■ Material for this exercise ■
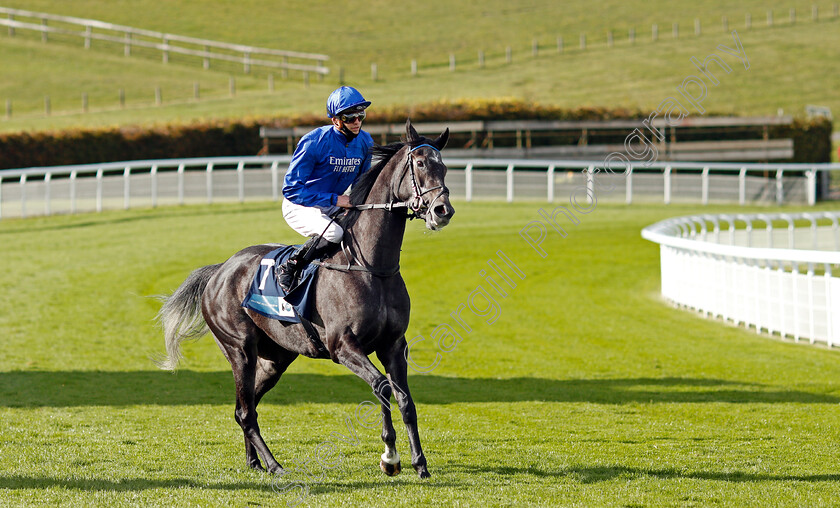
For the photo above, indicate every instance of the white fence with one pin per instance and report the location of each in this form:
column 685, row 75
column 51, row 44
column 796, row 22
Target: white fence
column 94, row 187
column 773, row 272
column 129, row 37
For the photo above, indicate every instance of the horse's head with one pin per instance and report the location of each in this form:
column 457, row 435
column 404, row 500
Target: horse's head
column 422, row 184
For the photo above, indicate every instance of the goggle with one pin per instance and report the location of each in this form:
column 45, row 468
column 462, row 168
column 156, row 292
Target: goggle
column 352, row 117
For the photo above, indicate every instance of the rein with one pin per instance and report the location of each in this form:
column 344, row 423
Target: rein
column 416, row 204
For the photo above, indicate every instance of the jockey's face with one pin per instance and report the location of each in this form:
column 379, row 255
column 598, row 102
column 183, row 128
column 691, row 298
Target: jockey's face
column 354, row 125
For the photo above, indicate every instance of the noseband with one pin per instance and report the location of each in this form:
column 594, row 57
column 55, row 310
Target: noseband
column 418, row 206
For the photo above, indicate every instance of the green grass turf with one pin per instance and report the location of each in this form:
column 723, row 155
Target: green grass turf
column 588, row 390
column 791, row 64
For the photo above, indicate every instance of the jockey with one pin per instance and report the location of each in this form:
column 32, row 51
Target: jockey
column 326, row 162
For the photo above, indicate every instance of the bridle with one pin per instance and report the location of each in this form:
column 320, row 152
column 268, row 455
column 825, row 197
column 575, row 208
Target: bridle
column 417, row 206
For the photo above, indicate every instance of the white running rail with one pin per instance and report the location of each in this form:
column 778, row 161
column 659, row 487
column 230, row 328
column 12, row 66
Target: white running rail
column 775, row 272
column 94, row 187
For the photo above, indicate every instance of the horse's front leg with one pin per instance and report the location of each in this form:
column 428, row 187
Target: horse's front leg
column 397, row 367
column 390, row 460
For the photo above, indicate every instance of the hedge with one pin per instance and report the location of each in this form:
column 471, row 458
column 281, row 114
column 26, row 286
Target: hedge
column 812, row 138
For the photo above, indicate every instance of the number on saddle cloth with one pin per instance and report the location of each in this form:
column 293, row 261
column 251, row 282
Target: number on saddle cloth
column 266, row 297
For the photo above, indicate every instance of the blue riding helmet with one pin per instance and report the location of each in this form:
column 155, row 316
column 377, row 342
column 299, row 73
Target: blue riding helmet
column 343, row 99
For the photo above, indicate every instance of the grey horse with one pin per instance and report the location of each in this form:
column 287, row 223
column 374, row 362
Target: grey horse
column 356, row 312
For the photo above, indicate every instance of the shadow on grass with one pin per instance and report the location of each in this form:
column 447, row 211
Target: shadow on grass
column 21, row 482
column 117, row 217
column 587, row 475
column 96, row 388
column 17, row 482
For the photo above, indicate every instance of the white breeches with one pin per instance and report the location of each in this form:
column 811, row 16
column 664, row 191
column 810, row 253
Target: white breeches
column 312, row 221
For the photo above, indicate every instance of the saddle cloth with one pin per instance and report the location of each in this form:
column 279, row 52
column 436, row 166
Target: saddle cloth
column 267, row 297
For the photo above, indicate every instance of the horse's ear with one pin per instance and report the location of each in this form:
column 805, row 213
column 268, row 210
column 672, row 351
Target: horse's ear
column 410, row 133
column 440, row 142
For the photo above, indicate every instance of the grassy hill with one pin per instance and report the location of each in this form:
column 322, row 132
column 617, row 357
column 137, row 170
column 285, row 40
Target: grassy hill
column 790, row 63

■ Short problem ■
Please write out all the data again word for word, but not the pictures.

■ Output of the task ■
For the photo above, indicate every instance of the white fence with one pin per instance and report the location of each in this form:
column 685, row 75
column 51, row 44
column 796, row 22
Target: white fence
column 94, row 187
column 773, row 272
column 129, row 37
For the photo above, indicate every instance of the horse's head with one pin per instance and report the location of each in this form:
column 457, row 435
column 404, row 500
Target: horse's head
column 422, row 184
For the photo above, indicate every instance of the goggle with one pin per instance and report the location of each in this form:
column 45, row 468
column 462, row 168
column 156, row 292
Target: goggle
column 352, row 117
For the photo above, indicate every instance of the rein with one pin per instance and report the location of each in this form:
column 344, row 423
Target: rein
column 416, row 204
For the photo above, indicate every instance of the jockey's face with one pin per instance and report the location of each in this form:
column 379, row 255
column 598, row 102
column 183, row 128
column 691, row 298
Target: jockey's face
column 354, row 125
For the photo above, indicate every instance of the noseband with one pin per instance and report the location of each in this form:
column 594, row 57
column 55, row 310
Target: noseband
column 418, row 206
For the photo above, indicate every instance of the green grass turf with one pin per instance and report the location of each in this form:
column 723, row 155
Target: green grass turf
column 588, row 390
column 791, row 64
For the photo above, indicate every instance of the jockey with one pin per instance and report the location of each in this form:
column 32, row 51
Target: jockey
column 326, row 162
For the photo above, indicate every instance of the bridle with one pin per instance and report the location of each in this form:
column 320, row 152
column 268, row 455
column 825, row 197
column 575, row 208
Target: bridle
column 417, row 206
For the photo above, indicate every instance of the white running rail with one pin per instance and report the location of each in this form:
column 778, row 161
column 659, row 487
column 230, row 328
column 12, row 66
Target: white running rail
column 775, row 272
column 94, row 187
For the photo above, indicate every instance of the horse's front leg with one pin per instance and report the location of each in this form:
column 428, row 187
Target: horse's front leg
column 397, row 367
column 390, row 460
For the photo above, indicate every instance of the hedge with one pin per instance and report the location of each in this form:
column 471, row 458
column 281, row 114
column 26, row 286
Target: hedge
column 812, row 138
For the photo above, indicate every instance of the number on saddle cloth with one pin per instance and report the location of each in this form:
column 293, row 261
column 251, row 282
Target: number on saddle cloth
column 266, row 297
For the photo above, indicate every instance of the blue riding helmet with one pin per instance and report the location of each in this form:
column 155, row 316
column 377, row 342
column 299, row 73
Target: blue riding helmet
column 343, row 99
For the photo above, indicate every instance of the grey horse with one pin per instance and report the location of each in this form:
column 287, row 223
column 374, row 362
Target: grey horse
column 356, row 312
For the photo above, indicate every instance of the shadow on grass with one pin per instance and report the location of each in this form:
column 447, row 211
Target: shadow on grass
column 21, row 482
column 117, row 217
column 587, row 475
column 96, row 388
column 17, row 482
For the photo above, indicate every instance of the white breeches with one pin per instance and report the location of each in this form:
column 811, row 16
column 664, row 191
column 810, row 253
Target: white breeches
column 312, row 221
For the photo above, indicate every instance of the saddle cloth with one pin per instance and report the location of each in this form:
column 279, row 52
column 436, row 166
Target: saddle cloth
column 267, row 297
For the photo above, indicate every instance of the horse's ear with one pin per instance and report the location of each in this form:
column 805, row 213
column 268, row 210
column 672, row 351
Target: horse's ear
column 410, row 133
column 440, row 142
For the photo above, indicate every instance of the grassy hill with one pin per instance and report the location of each in this form:
column 322, row 132
column 617, row 357
column 137, row 170
column 285, row 40
Target: grassy hill
column 790, row 63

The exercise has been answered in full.